Leon Valeur August 25, 2009, 3:36 PM

Then we got engaged, and everything was okay for a while. Then my bonusdaughter reached 15, and I gave her a scooter that she had wanted totally badly. After a short while, she begged me to allow her to have it made illegal fast, and I gave her my permission on the condition that she should always wear a safety helmet. She promised, but she never kept that promise. Her mother was sick of worries, because my bonusdaughter was as childish as she was, and at an earlier time had crashed with her cycle so badly, that her mother had to take her to a hospital. Well, a couple og month later she drove the scooter into a lamp standard, without wearing safety helmet and with a girlfriend riding pillion. She had also started both drinking and smoking, and the next year she left school and started on a boring job to get money to party. My lovely childish bonusdaughter, who just had become cynical because her mother was to weak to be in charge. My girlfriend became weird again, even before her daughter left school, and we had to separate again, for ever. Don’t EVER say to me, that it’s wrong to spank a child, even a 15 year old child, for not keeping promises. Yours, Leon

robert September 9, 2010, 2:32 PM


I believe spanking is one of those things that should be used rarely in life, but that there is a place for it.

I’ll give an example that comes from my own life. I’m not proud of this, but when I was 12 a group of boys persuaded me to destroy property and commit vandalism. We broke into a shed in a park that the city used to store tractors and maintenance equipment. In the process we broke windows and poured salt and other chemicals on the floor of that shed.

I got caught.

My parents seldom spanked and prior to this time, I don’t remember ever getting more than a single swat to the butt while standing. This was different though. I had upset my mom and dad alot. Mom and Dad took me to the garage of our home. Once in the garage, my father pulled my pants down which was an enormous shock to a boy who had never been really spanked before. He put me over his knee and used a paddle to do the spanking on the seat of my underpants. I remember having a combination of shock, embarrassment, and a little pain too. I remember crying there in front of both my parents.

Looking back on it, I think they did exactly the right thing. I had to work off the damage I caused too. However, a good paddling is exactly what I needed after doing this. From that day on, I never engaged in any behavior like that again. Other punishments would not have given me that lesson so quickly and thoroughly.

Ryan March 27, 2011, 10:30 PM

What most people dont seem to see in spanking a child is that it is a form of discipline like any other. It works for some childeren but not all of them, and in some situations, but not all, it is appropriate.

Likewise physical force is sometimes neccesary for dealing whith childeren. Such as grabbing a child before they do something dangerous, or grabbing the hinge of their jaw when they bite someone. But in this case you must be extremely careful that you dont use too much force and hurt them.

__Exercise instructions__:
a – In the comment thread, what did the 15-year-old drive the scooter into?
b – Extract from the comment thread the passage that begins with the words containing "Ryan March 27, 2011, 10:30" and ends with "and hurt them.".

[Stored entries]
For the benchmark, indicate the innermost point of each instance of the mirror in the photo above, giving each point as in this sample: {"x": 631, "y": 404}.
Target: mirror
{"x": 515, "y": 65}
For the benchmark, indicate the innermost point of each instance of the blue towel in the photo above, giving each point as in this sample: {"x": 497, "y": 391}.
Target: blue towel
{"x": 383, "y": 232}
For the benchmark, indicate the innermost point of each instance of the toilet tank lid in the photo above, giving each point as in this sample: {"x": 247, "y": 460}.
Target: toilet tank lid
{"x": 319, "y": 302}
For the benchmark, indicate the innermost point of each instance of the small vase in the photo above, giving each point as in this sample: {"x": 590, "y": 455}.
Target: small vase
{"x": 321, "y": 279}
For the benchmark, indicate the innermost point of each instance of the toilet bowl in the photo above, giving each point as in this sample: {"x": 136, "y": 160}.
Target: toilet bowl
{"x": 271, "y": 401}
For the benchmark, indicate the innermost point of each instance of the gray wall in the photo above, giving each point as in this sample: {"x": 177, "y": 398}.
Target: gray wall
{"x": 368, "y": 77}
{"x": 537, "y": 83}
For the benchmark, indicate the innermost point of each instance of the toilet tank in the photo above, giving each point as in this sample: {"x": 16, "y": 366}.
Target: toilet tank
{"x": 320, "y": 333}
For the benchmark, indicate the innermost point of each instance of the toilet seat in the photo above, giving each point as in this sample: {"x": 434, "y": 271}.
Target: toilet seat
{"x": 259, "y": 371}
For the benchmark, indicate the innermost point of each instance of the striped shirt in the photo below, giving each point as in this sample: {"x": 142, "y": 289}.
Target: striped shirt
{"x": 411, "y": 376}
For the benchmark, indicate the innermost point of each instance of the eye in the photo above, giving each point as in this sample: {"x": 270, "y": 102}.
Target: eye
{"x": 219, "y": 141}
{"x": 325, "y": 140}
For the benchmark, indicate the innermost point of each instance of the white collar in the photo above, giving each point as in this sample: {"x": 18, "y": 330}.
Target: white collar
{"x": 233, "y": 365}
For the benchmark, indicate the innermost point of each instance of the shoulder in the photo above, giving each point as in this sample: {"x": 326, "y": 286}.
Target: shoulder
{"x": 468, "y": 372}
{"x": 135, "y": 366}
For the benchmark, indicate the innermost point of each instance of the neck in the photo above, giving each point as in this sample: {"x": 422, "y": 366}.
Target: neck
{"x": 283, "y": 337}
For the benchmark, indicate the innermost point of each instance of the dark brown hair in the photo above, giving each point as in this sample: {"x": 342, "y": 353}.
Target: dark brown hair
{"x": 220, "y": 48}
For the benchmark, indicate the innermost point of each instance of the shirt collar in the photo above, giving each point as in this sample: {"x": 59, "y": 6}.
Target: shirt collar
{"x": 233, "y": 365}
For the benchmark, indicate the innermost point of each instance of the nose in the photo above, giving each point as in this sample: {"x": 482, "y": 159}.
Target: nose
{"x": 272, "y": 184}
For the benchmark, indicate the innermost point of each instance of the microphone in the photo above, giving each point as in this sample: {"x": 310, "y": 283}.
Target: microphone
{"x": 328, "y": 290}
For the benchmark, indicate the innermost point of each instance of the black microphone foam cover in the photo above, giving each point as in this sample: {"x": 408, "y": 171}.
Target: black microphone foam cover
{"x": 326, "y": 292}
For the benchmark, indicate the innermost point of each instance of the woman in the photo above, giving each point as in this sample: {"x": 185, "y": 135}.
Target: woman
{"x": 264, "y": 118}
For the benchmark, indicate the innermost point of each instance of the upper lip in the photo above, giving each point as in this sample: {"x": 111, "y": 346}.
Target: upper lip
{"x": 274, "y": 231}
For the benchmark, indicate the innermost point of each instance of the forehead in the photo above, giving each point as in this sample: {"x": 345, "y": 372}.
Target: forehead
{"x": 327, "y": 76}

__Answers given__:
a – A lamp standard.

b –
Ryan March 27, 2011, 10:30 PM

What most people dont seem to see in spanking a child is that it is a form of discipline like any other. It works for some childeren but not all of them, and in some situations, but not all, it is appropriate.

Likewise physical force is sometimes neccesary for dealing whith childeren. Such as grabbing a child before they do something dangerous, or grabbing the hinge of their jaw when they bite someone. But in this case you must be extremely careful that you dont use too much force and hurt them.